## Text excerpt
++++++

Shortly thereafter, Mr. Jin’s office underwent renovations, with the installation of security locks to control access for all AIIB staff. This change meant even non-Chinese officials, including the vice-president, for the first time had to be buzzed into his office, according to Mr. Pickard.

“This cocooning of the AIIB president is consistent with how the information he receives and the issues he decides are filtered through two CCP officials whose offices were closest physically to his inside of this bubble,” Mr. Pickard said.

Resignation

Mr. Pickard told MPs that he first attempted to resign in May 2022 to protest “the CCP’s pronounced, profound, and pervasive influence in the everyday operating business of the bank, and its toxic impact on the culture.”

“I was kind of shocked that the bank did not deny and did not confirm my allegations or concerns about CCP influence. I was simply informed that the president’s office did not like my raising the taboo CCP topic,” he said.

On June 14, Mr. Pickard announced his resignation in a social media post, saying the bank “is dominated by Communist Party members and also has one of the most toxic cultures imaginable.”
This time, he said, he was advised to flee China. He sought refuge in Japan later the same day, fearing retaliation by the CCP.

++++++

## Dataset
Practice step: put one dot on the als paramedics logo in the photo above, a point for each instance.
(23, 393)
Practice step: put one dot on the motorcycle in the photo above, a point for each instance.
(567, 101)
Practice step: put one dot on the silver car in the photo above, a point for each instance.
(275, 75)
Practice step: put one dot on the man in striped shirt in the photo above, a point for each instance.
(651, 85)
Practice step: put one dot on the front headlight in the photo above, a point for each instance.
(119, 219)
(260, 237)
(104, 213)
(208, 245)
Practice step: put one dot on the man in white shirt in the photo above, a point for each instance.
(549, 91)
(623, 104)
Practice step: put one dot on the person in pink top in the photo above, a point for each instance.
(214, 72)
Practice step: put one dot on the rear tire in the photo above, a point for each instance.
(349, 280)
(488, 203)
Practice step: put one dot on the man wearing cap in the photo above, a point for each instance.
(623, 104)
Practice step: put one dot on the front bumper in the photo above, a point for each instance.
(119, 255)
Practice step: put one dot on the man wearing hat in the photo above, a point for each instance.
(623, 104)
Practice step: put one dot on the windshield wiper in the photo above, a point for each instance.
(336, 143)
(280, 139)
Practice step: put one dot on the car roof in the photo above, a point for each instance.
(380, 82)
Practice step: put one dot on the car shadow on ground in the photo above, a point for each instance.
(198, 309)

++++++

## What you need to do
A. In the AIIB text above, where did Mr. Pickard seek refuge after announcing his resignation?
B. Please copy from the AIIB text the part that opens with the words containing "Shortly thereafter, Mr." and closes with "to Mr. Pickard.".

## Answer set
A. Japan

B.
Shortly thereafter, Mr. Jin’s office underwent renovations, with the installation of security locks to control access for all AIIB staff. This change meant even non-Chinese officials, including the vice-president, for the first time had to be buzzed into his office, according to Mr. Pickard.